SELECTED EXTRACT:
# # #

## Team member and Contributions
> Shu Xu (shuxu3@illinois.edu)

> Yan Han (yanhan4@illinois.edu)

> Amrit Kumar(amritk2@illinois.edu)

**We finish this notebook together.**

## Introduction
In this assignment, you will be implementing a linear Support Vector Machine (SVM) classifier from scratch using stochastic gradient descent (SGD).

As we discussed in class, traditional SVMs often solve the dual problem, which involves a quadratic objective function subject to linear constraints. While this approach can be efficient for small-scale tasks, it becomes less practical for large-scale problems. In such cases, we can leverage the benefits of SGD to directly solve the primal problem.

## The SGD Algorithm
The SGD algorithm works as follows:

1. Start by choosing a random initial value of parameters
2. Loop Over Epochs:
    - In each epoch, go through the entire dataset once. An epoch is a complete pass through all the training data.
3. Loop Over Data Points:
    - Within each epoch, iterate over each data point in your training dataset.
4. Update the Gradient:
    - For each data point, calculate the gradient of the loss function with respect to the current parameter values. This gradient represents the direction of steepest ascent.
5. Calculate Step Sizes:
    - For each parameter, calculate the step size as : step size = gradient * learning rate.
6. Update Parameters:
    - Update new parameters as : new params = old params - step size
7. Repeat Until Convergence:
    - Repeat steps 3 to 6 for each data point in the dataset. Continue this process for a fixed number of epochs or until convergence criteria are met.


## Pegasos Algorithm
The Pegasos (Primal Estimated sub-GrAdient SOlver for SVM) algorithm, proposed by Shalev-Shwartz et al. (2011) [Paper Link](https://home.ttic.edu/~nati/Publications/PegasosMPB.pdf), is an application of SGD.

Recall that the primal problem of linear SVM can be expressed as the following the Loss + Penalty format:
$$
 \frac{\lambda}{2} \|\beta\|^2 + \frac{1}{n} \sum_{1}^{n}\left[ 1 - y_{i}\left( x_{i}^{t}\beta + \alpha \right) \right]_{+}
$$

where $\alpha$ is the intercept and $\beta$ is the p-dimensional coefficient vector

The **Pegasos Algorithm** can be summarized as follows:
1. initialize $\beta = 0_{p \times 1}$, $\alpha_1 = 0$, and $t = 0$
2. For *epoch = 1, 2, ..., T* do
    for *i = 1, 2, ..., n* do 
    - $t = t + 1, \eta_t = \frac{1}{t \lambda}$
    - update $\beta_{t+1} \Leftarrow \beta_t - \eta_t \Delta_t$
    - update $\alpha_{t+1} \Leftarrow \alpha_t - \eta_t \delta_t$
Here $\eta_t$ is the learning rate, and $\Delta_t$ and $\delta_t$ are the (sub)grdient of $J_i\left(\beta, \alpha \right)$, where $\beta=\beta_t$, and $\alpha = \alpha_t$:
$$
    J_i\left( \beta, \alpha \right) = \frac{\lambda}{2} \|\beta\|^2 + \left[ 1 - y_i\left( x_{i}^{t}\beta + \alpha \right) \right]_{+}
$$

$$
    \Delta_t = 
    \begin{cases}
    \lambda \beta_t - y_i x_i &  if \space y_i\left( x_{i}^{t}\beta_t + \alpha_t\right) < 1\\
    \lambda \beta_t & otherwise \\
    \end{cases}
$$

$$
    \delta_t =
    \begin{cases}
    -y_i  &  if \space y_i\left( x_{i}^{t}\beta_t + \alpha_t\right) < 1\\
    0 & otherwise
    \end{cases}
$$


### Implement the **Pegasos Algorithm**


- Use a fixed number of epochs, e.g., T = 20.

# # #

LISTED RECORDS:
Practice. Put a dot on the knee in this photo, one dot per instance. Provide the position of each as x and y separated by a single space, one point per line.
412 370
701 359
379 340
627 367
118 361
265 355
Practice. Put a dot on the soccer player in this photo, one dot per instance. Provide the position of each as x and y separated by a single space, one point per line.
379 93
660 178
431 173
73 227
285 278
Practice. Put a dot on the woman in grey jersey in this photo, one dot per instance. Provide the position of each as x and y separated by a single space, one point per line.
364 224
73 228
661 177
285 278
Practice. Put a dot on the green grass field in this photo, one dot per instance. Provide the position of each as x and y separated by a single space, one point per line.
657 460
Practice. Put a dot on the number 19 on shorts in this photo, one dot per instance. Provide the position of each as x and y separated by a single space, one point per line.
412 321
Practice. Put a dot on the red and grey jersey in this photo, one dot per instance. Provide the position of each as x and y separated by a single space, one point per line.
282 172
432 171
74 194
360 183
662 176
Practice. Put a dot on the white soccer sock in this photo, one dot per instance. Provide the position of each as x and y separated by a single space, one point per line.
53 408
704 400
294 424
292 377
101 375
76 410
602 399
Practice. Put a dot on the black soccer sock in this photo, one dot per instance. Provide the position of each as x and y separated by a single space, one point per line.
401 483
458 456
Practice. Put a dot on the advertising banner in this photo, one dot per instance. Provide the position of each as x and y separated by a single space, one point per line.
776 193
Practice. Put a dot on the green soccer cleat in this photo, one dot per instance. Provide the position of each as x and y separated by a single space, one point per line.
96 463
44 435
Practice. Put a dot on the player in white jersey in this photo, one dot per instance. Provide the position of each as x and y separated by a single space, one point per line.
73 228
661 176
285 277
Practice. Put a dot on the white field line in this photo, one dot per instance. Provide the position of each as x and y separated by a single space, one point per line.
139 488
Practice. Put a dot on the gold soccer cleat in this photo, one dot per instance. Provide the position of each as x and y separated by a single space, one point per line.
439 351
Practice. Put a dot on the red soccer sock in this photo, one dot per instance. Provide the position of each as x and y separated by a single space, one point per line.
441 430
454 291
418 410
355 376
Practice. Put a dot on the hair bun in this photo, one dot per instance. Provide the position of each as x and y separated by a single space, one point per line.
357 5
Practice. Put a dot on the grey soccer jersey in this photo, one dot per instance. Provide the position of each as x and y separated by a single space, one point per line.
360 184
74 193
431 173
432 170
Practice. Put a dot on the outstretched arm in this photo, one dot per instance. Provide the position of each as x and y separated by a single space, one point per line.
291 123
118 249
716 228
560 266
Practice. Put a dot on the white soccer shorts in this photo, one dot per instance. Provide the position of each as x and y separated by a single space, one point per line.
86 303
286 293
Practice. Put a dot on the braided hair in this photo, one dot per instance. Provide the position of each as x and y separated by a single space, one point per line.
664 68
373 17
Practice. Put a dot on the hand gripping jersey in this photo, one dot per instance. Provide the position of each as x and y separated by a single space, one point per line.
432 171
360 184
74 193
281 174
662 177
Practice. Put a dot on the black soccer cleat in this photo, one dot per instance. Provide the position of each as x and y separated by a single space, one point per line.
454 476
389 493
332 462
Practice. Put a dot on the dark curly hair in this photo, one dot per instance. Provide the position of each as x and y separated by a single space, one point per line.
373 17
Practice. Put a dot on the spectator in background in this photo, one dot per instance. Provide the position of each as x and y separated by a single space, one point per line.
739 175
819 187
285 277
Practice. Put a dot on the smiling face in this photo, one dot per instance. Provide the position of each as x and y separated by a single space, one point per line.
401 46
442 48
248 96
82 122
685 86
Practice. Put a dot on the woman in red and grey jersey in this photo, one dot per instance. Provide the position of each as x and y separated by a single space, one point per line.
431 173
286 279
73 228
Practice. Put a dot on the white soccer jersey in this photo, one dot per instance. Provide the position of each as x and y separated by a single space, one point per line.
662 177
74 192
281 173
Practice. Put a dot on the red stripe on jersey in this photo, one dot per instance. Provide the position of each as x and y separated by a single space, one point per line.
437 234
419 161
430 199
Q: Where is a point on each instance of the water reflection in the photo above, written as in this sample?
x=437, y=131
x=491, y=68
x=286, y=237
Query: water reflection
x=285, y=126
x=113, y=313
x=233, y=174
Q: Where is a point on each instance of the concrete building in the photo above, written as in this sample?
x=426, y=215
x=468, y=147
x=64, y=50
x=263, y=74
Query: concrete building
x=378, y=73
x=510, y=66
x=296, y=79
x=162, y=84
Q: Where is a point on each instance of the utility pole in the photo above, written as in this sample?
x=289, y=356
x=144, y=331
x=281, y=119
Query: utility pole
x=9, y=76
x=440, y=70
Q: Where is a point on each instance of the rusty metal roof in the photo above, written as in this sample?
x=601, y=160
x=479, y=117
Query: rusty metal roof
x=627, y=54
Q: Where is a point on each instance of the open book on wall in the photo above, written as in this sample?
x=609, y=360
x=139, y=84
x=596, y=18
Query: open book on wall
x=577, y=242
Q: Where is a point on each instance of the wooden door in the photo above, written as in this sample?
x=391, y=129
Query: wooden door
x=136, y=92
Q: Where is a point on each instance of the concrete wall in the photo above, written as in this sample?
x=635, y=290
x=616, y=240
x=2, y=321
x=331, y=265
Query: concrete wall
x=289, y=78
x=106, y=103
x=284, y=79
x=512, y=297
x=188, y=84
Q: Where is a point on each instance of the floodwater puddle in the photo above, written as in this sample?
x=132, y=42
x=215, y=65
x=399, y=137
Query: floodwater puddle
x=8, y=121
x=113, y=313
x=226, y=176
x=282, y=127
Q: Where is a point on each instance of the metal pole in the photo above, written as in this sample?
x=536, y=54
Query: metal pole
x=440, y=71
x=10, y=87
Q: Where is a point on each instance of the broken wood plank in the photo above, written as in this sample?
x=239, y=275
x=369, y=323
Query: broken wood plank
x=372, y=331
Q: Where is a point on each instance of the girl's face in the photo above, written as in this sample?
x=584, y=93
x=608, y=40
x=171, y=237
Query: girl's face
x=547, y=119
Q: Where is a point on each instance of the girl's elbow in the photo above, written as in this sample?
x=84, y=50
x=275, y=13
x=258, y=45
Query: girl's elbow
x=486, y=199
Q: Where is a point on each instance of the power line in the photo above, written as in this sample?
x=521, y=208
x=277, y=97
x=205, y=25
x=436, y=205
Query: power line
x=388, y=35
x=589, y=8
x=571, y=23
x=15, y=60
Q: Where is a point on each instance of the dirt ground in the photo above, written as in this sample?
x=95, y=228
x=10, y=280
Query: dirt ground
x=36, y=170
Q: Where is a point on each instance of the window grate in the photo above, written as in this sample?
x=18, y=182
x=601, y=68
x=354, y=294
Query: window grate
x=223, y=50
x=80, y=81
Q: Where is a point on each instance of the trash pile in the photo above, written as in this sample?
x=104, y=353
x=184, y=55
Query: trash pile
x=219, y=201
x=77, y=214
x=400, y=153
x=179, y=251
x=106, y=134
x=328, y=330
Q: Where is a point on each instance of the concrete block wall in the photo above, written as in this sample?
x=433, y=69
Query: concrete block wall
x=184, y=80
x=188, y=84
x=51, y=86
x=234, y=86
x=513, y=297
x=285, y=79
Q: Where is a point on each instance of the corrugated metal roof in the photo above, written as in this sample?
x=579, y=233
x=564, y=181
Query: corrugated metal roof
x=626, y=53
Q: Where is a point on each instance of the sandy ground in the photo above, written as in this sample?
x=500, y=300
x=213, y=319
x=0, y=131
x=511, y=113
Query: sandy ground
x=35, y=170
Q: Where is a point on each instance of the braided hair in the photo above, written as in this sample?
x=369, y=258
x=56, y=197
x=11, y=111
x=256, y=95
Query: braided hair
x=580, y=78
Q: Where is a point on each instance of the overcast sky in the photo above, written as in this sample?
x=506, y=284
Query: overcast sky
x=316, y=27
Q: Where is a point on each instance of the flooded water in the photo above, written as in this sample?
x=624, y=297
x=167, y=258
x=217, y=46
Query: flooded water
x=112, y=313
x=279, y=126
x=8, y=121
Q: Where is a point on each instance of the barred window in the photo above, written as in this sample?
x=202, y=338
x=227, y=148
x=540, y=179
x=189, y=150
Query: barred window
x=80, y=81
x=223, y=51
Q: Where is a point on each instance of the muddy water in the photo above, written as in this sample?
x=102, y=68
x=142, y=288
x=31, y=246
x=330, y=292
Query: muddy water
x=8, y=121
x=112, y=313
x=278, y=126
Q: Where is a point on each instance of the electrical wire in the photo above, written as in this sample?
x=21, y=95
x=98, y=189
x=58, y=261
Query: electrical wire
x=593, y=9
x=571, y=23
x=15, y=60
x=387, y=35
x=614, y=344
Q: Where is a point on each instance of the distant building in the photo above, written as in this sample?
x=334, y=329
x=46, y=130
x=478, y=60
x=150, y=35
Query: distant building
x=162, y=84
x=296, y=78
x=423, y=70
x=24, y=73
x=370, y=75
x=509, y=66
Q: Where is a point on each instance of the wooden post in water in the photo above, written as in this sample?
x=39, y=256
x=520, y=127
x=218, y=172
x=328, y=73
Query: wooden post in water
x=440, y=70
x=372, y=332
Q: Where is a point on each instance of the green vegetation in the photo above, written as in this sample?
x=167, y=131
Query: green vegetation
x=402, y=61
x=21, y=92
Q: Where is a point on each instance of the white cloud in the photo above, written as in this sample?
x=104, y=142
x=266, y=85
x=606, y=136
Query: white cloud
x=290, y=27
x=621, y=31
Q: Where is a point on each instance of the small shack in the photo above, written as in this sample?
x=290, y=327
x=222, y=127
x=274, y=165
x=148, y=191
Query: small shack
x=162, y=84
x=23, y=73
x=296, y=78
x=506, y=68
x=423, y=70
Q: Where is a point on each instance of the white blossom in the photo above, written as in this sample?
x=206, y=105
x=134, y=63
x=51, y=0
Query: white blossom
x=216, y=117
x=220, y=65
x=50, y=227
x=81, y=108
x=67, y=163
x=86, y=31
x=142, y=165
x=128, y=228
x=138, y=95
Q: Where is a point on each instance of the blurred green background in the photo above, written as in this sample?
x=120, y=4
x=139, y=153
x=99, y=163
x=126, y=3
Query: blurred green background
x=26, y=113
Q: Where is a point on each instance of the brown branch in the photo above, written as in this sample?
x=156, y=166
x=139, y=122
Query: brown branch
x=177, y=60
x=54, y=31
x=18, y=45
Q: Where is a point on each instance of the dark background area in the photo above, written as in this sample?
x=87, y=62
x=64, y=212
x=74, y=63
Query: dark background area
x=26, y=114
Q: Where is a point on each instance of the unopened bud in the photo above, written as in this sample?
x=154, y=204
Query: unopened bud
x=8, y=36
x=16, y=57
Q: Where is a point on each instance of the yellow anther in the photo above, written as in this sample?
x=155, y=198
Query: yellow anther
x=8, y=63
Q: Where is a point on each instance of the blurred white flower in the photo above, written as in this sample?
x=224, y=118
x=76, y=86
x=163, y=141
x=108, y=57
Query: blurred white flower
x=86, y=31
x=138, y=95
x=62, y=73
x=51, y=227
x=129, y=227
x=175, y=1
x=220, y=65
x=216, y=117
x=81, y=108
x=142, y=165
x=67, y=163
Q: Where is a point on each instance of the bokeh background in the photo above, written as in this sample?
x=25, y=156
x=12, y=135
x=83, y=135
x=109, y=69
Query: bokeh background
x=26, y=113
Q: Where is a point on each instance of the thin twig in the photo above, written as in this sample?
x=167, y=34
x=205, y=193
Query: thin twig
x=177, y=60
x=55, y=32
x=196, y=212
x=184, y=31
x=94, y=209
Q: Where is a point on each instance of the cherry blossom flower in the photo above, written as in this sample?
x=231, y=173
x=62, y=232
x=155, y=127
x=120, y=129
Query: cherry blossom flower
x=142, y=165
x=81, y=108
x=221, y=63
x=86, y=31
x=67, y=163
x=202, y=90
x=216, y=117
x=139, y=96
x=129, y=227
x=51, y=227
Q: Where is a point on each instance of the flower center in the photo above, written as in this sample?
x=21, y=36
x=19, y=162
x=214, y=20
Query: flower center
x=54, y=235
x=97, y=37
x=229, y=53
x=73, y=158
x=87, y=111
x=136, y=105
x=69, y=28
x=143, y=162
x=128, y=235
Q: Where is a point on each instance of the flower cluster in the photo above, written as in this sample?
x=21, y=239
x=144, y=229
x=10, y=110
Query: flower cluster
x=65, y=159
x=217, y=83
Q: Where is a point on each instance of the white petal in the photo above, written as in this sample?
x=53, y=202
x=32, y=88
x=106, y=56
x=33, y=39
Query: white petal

# # #

TASK A:
Answer these from the Pegasos notebook:
(i) Which problem do traditional SVMs often solve?
(ii) What learning rate does Pegasos use at step t?
(iii) What fixed number of epochs is given as an example?
TASK B:
Do these statements agree with the Pegasos notebook? Answer yes or no for each, quoting the words that decide it.
(i) In SGD, the step size is the gradient multiplied by the learning rate.
(ii) Shalev-Shwartz et al. proposed Pegasos in 2011.
(iii) Solving the dual problem is described as most practical for large-scale problems.
TASK C: Resume the Pegasos notebook from its last line.
The listing has no role in any of this.

EXPECTED OUTPUT A:
(i) The dual problem.
(ii) One divided by t times lambda (1/(tλ)).
(iii) T = 20.

EXPECTED OUTPUT B:
(i) Yes: "step size = gradient * learning rate"
(ii) Yes: "proposed by Shalev-Shwartz et al. (2011)"
(iii) No: "it becomes less practical for large-scale problems"

EXPECTED OUTPUT C:
- In each epoch, before going through the dataset, consider randomizing the order of the data points. To achieve this, you should set random seeds for 
shuffling. For this assignment, the seeds used for shuffling do not need to be associated with your UIN.

- Test your code with the provided training (200 samples) and test (600 samples) datasets, which are subsets of the MNIST data. Each dataset consists of 257 columns, with the first 256 columns representing the features, and the last column indicating the label (either 5 or 6).
    - [coding5_train.csv](https://liangfgithub.github.io/Data/coding5_train.csv)
    - [coding5_test.csv](https://liangfgithub.github.io/Data/coding5_test.csv)

- Report **confusion tables** on the **training and test** datasets.

- Your code should obtain **less than 15%** test error.

In [1]:
import numpy as np
import pandas as pd

In [2]:
training_data = pd.read_csv("coding5_train.csv")
test_data = pd.read_csv("coding5_test.csv")

In [3]:
training_X = training_data.drop(columns=["Y"])
training_Y = training_data["Y"]
training_transformed_Y = training_Y.transform(lambda x: -1 if x==5 else 1)
test_X = test_data.drop(columns=["Y"])
test_Y = test_data["Y"]
test_transformed_Y = test_Y.transform(lambda x: -1 if x==5 else 1)

In [4]:
n_features = len(training_X.columns)
n_training_samples = len(training_X)
n_test_samples = len(test_X)


In [5]:
T = 20 # number of epochs
beta = np.zeros(n_features) # p-diemnsional coefficient vector
alpha = 0.0    # intercept
Lambda = 0.001
t = 0
training_index = np.linspace(0, n_training_samples - 1, n_training_samples).astype(int)

In [6]:
for epoch in range(1, T+1):
    np.random.seed(epoch)
    np.random.shuffle(training_index)
    for i in training_index:
        X_i, y_i = training_X.values[i, :], training_transformed_Y.values[i]
        t += 1
        eta_t = 1.0/(t * Lambda)

        X_i_pred = np.dot(X_i, beta) + alpha
        if y_i * X_i_pred < 1.0:
            beta = beta - eta_t *(Lambda * beta - y_i * X_i)
            alpha = alpha - eta_t * (-y_i)
        else:
            beta = beta - eta_t * Lambda * beta
            alpha = alpha - eta_t * 0        
    # update prediction
    training_Y_pred = np.dot(training_X.values, beta) + alpha

    # compute loss function
    loss = 0.5 * Lambda * np.linalg.norm(beta) + np.mean(np.maximum(np.zeros(n_training_samples), 1.0 - training_transformed_Y.values * training_Y_pred))

    print(f"Loss = {loss}, at Epoch = {epoch}")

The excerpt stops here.